┌──

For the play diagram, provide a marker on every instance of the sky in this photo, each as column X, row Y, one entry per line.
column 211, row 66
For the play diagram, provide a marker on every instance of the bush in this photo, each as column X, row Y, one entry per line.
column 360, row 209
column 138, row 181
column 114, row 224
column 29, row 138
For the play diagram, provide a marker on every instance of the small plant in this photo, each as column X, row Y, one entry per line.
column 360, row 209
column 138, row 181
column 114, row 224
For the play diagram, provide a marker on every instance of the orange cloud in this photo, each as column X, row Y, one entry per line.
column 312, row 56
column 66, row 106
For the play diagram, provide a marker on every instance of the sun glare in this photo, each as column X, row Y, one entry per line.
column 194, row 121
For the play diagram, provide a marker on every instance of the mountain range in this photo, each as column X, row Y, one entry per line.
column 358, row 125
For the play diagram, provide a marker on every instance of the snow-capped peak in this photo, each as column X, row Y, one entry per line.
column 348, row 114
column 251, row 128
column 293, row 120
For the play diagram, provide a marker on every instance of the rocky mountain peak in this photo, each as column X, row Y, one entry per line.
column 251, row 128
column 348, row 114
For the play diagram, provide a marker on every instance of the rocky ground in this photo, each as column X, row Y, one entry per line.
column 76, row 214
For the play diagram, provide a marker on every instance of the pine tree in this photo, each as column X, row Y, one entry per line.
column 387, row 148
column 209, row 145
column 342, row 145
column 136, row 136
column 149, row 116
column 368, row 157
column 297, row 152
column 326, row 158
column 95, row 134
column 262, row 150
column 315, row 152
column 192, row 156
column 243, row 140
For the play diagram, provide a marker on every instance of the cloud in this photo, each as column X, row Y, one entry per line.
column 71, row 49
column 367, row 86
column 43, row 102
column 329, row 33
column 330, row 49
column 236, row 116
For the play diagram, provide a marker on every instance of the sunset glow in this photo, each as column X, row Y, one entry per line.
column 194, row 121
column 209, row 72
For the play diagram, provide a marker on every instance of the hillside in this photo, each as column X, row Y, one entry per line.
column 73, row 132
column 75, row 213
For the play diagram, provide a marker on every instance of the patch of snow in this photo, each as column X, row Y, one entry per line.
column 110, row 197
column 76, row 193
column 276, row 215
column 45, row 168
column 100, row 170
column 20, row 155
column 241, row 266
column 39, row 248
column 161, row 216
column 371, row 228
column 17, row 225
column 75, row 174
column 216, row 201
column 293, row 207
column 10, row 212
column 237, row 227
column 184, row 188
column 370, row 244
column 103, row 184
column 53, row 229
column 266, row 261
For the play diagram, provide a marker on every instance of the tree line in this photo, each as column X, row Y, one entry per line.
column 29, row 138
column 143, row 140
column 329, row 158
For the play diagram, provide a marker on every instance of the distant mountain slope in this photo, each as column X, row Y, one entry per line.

└──

*DO WYKONANIA:*
Proszę przenieść do CSV z kolumnami „wejście” i „wyjście” wyłącznie odcinek materiału od linii zawierającej "the sun glare" do linii zawierającej "column 236, row 116", z obiema włącznie. W każdym wierszu umieść tekst i należącą do niego odpowiedź, każde w jednym polu w cudzysłowie, a łamania linii zamień na spacje.

*PEŁNA ODPOWIEDŹ:*
wejście,wyjście
"For the play diagram, provide a marker on every instance of the sun glare in this photo, each as column X, row Y, one entry per line.","column 194, row 121"
"For the play diagram, provide a marker on every instance of the mountain range in this photo, each as column X, row Y, one entry per line.","column 358, row 125"
"For the play diagram, provide a marker on every instance of the snow-capped peak in this photo, each as column X, row Y, one entry per line.","column 348, row 114 column 251, row 128 column 293, row 120"
"For the play diagram, provide a marker on every instance of the rocky mountain peak in this photo, each as column X, row Y, one entry per line.","column 251, row 128 column 348, row 114"
"For the play diagram, provide a marker on every instance of the rocky ground in this photo, each as column X, row Y, one entry per line.","column 76, row 214"
"For the play diagram, provide a marker on every instance of the pine tree in this photo, each as column X, row Y, one entry per line.","column 387, row 148 column 209, row 145 column 342, row 145 column 136, row 136 column 149, row 116 column 368, row 157 column 297, row 152 column 326, row 158 column 95, row 134 column 262, row 150 column 315, row 152 column 192, row 156 column 243, row 140"
"For the play diagram, provide a marker on every instance of the cloud in this photo, each as column X, row Y, one entry per line.","column 71, row 49 column 367, row 86 column 43, row 102 column 329, row 33 column 330, row 49 column 236, row 116"